**Task directions:** All lines from the entries below that contain the string "pixels" should be copied out.

**Provided records:**
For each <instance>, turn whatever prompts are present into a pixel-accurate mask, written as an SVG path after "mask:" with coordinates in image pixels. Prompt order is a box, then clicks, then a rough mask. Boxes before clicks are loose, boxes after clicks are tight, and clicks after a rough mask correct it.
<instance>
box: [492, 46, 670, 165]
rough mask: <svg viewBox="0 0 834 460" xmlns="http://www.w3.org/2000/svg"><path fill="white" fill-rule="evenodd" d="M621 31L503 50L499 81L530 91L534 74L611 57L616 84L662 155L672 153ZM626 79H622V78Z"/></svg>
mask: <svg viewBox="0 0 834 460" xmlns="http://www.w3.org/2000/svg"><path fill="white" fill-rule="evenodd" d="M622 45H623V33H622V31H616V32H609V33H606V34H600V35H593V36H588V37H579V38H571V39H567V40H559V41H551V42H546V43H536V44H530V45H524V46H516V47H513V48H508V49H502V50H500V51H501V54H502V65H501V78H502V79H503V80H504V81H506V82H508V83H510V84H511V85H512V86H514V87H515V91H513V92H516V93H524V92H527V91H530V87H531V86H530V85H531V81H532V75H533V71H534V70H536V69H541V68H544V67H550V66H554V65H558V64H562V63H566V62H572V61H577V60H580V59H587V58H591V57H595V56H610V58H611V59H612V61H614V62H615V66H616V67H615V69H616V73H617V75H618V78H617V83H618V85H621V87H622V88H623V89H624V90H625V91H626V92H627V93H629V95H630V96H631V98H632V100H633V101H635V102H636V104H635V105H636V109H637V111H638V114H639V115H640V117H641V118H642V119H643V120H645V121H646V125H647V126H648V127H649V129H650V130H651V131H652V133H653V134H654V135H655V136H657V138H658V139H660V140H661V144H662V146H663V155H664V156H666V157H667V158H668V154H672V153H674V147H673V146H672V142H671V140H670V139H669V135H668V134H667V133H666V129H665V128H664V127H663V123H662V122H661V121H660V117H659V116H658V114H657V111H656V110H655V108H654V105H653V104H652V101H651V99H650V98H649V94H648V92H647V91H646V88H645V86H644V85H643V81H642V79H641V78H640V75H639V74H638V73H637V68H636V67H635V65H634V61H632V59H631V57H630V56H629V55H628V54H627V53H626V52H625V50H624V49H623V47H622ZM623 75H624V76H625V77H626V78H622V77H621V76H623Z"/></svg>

==

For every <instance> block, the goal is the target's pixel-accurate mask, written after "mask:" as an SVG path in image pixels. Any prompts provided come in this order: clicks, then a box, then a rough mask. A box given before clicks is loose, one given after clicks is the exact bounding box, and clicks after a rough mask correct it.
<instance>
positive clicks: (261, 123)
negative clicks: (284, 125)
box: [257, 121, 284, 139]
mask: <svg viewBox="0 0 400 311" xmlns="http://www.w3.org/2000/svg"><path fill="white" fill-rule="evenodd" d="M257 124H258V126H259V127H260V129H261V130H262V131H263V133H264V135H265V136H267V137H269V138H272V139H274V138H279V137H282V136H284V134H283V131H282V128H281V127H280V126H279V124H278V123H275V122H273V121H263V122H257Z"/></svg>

**The answer:**
For each <instance>, turn whatever prompts are present into a pixel-accurate mask, written as an SVG path after "mask:" with coordinates in image pixels. Prompt order is a box, then clicks, then a rough mask. Boxes before clicks are loose, boxes after clicks are tight, and clicks after a rough mask correct it.
For every <instance> block, the goal is the target's pixel-accurate mask, written after "mask:" as an SVG path in image pixels. Any prompts provided come in this order: clicks, then a box, then a rough mask. A box given before clicks is loose, one given after clicks is the exact bounding box, and clicks after a rough mask correct it.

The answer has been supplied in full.